DOCUMENT SEGMENT -
•••

None of this means that Germany is poorer than Britain. Instead, it just reflects the fact that German capitalists and landowners have less bargaining power than they do in the UK, while workers and tenants have more power. While lower shareholder returns and house prices are reflected in the OECD’s measure of wealth, better pay and conditions and lower rents are not.

Conclusion

All statistics tell a story, but stories can be told from different perspectives. Embedded in the definitions of all economic statistics are value judgements about what is desirable and what is undesirable, which in turn shape the way we think about the economy. At the moment, the way we measure the wealth of nations mainly reflects the fortunes of capitalists and landowners rather than workers and tenants. Britain looks wealthier than Germany on paper, but this does not reflect the lived reality for most people. While it’s important not to overstate the extent to which statistics can influence the real world, this is important for at least three reasons.

Firstly, it illustrates how seemingly objective metrics often have ideological assumptions baked into them. While there is already a well-established literature on alternatives to GDP, many economic metrics are used in economic analysis and policy appraisal without any critical appraisal of their underlying ideological assumptions. This needs to change.

•••

(Records from a data collection)
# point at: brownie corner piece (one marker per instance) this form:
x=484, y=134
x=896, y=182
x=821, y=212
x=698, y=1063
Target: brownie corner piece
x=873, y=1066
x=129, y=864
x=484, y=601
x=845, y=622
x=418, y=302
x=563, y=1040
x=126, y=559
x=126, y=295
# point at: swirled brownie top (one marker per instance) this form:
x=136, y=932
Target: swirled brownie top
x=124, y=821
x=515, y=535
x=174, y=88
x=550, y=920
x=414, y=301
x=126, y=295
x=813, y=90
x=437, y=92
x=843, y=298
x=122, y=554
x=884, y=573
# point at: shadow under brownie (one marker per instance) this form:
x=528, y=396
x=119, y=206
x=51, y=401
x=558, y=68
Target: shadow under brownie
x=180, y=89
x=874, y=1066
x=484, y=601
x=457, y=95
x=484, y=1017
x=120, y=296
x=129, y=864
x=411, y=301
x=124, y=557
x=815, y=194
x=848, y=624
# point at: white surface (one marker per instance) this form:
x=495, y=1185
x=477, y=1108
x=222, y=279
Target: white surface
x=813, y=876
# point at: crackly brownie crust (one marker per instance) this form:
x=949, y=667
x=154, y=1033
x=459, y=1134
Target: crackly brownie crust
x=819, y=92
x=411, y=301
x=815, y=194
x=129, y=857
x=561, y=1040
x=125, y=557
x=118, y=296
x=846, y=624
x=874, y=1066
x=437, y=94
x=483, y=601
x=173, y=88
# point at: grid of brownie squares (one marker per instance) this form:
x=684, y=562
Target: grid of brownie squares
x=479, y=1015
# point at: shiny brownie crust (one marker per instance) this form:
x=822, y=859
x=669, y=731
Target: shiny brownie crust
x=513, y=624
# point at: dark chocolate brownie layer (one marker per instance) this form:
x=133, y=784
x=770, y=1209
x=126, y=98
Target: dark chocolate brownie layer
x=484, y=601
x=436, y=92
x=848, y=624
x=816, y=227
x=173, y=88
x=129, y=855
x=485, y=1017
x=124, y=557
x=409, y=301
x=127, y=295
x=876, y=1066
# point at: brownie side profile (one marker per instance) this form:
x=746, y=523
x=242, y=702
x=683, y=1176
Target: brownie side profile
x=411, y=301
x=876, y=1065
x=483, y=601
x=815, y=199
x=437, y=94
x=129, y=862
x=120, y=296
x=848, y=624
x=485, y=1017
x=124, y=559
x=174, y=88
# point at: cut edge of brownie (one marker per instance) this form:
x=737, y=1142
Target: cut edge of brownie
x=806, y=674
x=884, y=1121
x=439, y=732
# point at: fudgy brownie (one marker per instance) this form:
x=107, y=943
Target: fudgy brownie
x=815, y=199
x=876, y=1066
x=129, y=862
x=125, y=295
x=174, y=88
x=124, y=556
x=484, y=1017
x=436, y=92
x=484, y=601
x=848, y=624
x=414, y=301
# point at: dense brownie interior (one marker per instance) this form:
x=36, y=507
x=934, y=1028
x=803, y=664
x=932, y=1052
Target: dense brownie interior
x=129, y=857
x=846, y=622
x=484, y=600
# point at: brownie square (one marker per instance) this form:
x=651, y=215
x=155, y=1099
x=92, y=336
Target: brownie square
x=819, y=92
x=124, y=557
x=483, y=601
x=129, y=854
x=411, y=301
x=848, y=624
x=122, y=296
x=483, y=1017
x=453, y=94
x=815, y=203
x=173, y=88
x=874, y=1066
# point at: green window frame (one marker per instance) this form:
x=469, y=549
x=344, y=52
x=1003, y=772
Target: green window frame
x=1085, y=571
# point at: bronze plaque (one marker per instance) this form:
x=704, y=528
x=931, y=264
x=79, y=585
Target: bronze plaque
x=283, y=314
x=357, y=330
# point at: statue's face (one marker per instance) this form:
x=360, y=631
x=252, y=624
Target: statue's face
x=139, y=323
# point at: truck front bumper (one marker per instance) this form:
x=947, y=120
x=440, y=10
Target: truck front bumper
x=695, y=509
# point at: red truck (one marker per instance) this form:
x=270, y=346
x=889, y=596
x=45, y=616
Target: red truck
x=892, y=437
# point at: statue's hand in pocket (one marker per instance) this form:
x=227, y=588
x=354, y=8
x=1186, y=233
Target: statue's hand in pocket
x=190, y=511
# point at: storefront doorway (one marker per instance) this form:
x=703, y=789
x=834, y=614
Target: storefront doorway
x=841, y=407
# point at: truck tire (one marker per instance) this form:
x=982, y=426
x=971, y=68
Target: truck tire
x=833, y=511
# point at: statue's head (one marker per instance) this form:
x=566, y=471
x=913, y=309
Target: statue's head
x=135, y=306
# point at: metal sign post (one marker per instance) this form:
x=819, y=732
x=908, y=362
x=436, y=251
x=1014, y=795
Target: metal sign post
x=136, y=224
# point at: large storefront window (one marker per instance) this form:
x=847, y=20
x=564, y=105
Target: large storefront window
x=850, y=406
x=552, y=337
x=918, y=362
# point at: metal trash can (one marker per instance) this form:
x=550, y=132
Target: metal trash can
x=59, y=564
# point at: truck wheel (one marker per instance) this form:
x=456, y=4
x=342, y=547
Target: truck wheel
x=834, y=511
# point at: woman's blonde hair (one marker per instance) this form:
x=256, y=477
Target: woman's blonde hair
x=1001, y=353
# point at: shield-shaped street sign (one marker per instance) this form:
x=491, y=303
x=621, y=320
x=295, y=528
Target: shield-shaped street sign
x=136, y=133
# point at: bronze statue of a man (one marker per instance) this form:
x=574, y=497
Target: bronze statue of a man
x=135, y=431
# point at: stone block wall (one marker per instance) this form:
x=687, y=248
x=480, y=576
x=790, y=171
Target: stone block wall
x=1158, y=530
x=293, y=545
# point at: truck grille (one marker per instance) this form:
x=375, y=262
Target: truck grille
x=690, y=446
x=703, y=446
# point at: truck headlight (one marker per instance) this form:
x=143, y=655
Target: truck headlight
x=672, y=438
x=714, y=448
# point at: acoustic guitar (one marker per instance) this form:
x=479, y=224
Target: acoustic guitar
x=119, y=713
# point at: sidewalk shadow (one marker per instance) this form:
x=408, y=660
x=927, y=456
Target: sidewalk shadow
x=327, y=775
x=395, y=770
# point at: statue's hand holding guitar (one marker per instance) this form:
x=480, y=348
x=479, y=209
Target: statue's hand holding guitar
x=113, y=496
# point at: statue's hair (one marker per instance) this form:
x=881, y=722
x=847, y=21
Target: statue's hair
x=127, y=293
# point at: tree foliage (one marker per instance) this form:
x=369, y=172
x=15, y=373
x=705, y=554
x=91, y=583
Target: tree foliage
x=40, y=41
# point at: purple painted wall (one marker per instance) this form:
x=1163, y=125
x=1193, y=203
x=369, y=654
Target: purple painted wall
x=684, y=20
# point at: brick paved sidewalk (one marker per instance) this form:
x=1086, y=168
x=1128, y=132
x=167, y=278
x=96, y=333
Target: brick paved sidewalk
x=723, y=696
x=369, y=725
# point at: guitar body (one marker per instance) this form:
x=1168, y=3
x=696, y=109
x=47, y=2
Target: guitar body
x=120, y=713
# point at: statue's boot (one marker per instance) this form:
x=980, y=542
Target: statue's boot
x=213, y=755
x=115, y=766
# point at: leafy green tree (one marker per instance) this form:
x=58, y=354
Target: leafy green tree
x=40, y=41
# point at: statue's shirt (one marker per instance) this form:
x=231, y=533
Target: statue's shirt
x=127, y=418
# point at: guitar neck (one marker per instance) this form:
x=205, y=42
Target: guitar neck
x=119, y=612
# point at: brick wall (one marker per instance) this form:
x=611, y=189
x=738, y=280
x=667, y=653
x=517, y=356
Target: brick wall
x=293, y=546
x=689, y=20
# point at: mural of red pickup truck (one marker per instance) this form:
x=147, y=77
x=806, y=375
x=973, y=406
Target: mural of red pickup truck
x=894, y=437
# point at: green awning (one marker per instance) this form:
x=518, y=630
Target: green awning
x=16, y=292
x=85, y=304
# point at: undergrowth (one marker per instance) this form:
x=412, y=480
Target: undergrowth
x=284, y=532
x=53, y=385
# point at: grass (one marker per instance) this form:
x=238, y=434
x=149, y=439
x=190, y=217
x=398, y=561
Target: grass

•••

THE PROBLEM - Transcribe verbatim the portion of the passage on measuring national wealth that opens with the words containing "None of this" and closes with "rents are not.".

SOLUTION FOR THIS PROBLEM -
None of this means that Germany is poorer than Britain. Instead, it just reflects the fact that German capitalists and landowners have less bargaining power than they do in the UK, while workers and tenants have more power. While lower shareholder returns and house prices are reflected in the OECD’s measure of wealth, better pay and conditions and lower rents are not.